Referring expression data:
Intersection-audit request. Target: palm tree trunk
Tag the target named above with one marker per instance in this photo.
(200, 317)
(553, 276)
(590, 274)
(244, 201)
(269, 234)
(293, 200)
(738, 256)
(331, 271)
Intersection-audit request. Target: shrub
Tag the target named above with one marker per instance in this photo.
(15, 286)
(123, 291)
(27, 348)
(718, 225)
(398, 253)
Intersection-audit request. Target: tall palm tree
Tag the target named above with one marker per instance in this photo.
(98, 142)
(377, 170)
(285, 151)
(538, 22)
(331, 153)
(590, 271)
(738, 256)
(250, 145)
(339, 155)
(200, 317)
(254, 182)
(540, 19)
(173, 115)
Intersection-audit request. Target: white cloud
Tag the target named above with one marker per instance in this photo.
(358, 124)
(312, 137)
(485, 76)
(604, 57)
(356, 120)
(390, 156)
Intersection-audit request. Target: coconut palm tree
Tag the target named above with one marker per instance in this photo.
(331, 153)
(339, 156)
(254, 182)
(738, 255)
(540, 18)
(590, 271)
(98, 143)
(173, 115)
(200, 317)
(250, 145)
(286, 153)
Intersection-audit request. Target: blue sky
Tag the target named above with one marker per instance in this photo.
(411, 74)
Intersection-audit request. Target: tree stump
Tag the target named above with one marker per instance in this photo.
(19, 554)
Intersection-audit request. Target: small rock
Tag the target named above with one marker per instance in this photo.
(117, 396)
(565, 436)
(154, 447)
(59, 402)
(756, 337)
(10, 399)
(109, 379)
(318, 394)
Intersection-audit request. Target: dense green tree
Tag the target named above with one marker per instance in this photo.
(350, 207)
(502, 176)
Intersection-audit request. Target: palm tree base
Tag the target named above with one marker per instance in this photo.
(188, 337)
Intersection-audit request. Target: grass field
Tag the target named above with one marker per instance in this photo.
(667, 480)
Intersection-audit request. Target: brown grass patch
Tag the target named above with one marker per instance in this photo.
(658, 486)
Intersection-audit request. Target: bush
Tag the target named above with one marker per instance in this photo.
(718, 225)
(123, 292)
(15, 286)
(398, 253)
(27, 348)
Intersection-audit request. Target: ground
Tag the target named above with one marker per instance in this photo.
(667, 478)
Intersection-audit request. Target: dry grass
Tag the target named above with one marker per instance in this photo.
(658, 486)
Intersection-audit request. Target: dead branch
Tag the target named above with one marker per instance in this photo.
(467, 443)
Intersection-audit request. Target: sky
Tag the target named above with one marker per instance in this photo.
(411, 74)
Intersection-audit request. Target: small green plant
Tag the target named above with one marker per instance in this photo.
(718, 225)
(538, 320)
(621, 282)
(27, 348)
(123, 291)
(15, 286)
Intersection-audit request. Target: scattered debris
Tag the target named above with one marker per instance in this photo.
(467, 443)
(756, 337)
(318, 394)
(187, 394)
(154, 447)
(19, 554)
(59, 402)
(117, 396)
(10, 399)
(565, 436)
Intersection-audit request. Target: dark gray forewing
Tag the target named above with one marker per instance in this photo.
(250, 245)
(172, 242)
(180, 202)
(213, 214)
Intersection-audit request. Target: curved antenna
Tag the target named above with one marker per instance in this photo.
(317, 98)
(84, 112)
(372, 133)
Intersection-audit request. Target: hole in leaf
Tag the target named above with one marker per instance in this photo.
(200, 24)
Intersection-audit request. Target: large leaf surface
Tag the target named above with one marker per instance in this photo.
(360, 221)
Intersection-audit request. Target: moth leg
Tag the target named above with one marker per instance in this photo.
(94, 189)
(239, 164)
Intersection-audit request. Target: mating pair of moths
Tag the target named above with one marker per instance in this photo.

• [Task instructions]:
Show all lines from the data that contain "leaf".

• [Task response]:
Intersection-audit request. Target: hole in leaf
Intersection-audit request. Target: large leaf surface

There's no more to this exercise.